DOCUMENT SECTION:
=-=-=

[Talk] Chenyang Zhong: Faithful and Efficient Synthetic Data Generation via Penalized Optimal Transport Network

When: Wednesday, March 4, 3:00 PM
Where: Pharmacy 240

Abstract
The generation of synthetic data whose distributions faithfully emulate the true data-generating mechanism is of critical importance in modern statistics and data science, with applications ranging from systematic model evaluation to augmenting limited datasets. While Wasserstein Generative Adversarial Networks have shown promise in this area, they often suffer from mode collapse. This pathological phenomenon results in generated samples that fail to capture the full complexity of the true data distribution, particularly in the tails and minor modes. Such limitations can lead to serious consequences for downstream analyses and decision-making processes.

To address this challenge, we propose the Penalized Optimal Transport Network (POTNet), a novel deep generative model that effectively mitigates mode collapse. POTNet utilizes a robust and interpretable marginally-penalized Wasserstein distance, leveraging low-dimensional marginal information to guide the alignment of joint distributions. By employing a primal-based framework, our approach eliminates the need for a critic network, thereby circumventing training instabilities inherent in adversarial approaches and avoiding the need for extensive parameter tuning. We demonstrate, both theoretically and empirically, that POTNet achieves superior performance in accurately capturing underlying data structures and attenuating mode collapse compared to existing methods. Furthermore, POTNet exhibits remarkable computational efficiency, enabling scalable synthetic data generation for large-scale applications.

Bio
Chenyang Zhong is a Term Assistant Professor in the Department of Statistics at Columbia University. He received his PhD in Statistics from Stanford University, where he was advised by Persi Diaconis. His research develops inference methodologies with statistical and computational guarantees to address emerging challenges in statistics, data science, and machine learning. His work focuses on generative modeling, optimal transport, Bayesian modeling and inference, variational inference, Markov chain Monte Carlo, and statistical machine learning.

=-=-=

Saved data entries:
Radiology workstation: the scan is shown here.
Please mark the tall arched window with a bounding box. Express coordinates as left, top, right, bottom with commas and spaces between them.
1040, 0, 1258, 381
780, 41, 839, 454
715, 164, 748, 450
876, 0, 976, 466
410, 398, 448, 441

=-=-=

PROBLEMS TO WORK ON:
[A] According to the talk announcement, who advised Chenyang Zhong during his PhD at Stanford University?
[B] Which research areas does the talk announcement say Chenyang Zhong's work focuses on? List all of them.
[C] Echo everything in the talk announcement from "[Talk] Chenyang Zhong: Faithful" down to "and decision-making processes.".

ANSWER SECTION:
[A] Persi Diaconis

[B]
- Generative modeling
- Optimal transport
- Bayesian modeling and inference
- Variational inference
- Markov chain Monte Carlo
- Statistical machine learning

[C]
[Talk] Chenyang Zhong: Faithful and Efficient Synthetic Data Generation via Penalized Optimal Transport Network

When: Wednesday, March 4, 3:00 PM
Where: Pharmacy 240

Abstract
The generation of synthetic data whose distributions faithfully emulate the true data-generating mechanism is of critical importance in modern statistics and data science, with applications ranging from systematic model evaluation to augmenting limited datasets. While Wasserstein Generative Adversarial Networks have shown promise in this area, they often suffer from mode collapse. This pathological phenomenon results in generated samples that fail to capture the full complexity of the true data distribution, particularly in the tails and minor modes. Such limitations can lead to serious consequences for downstream analyses and decision-making processes.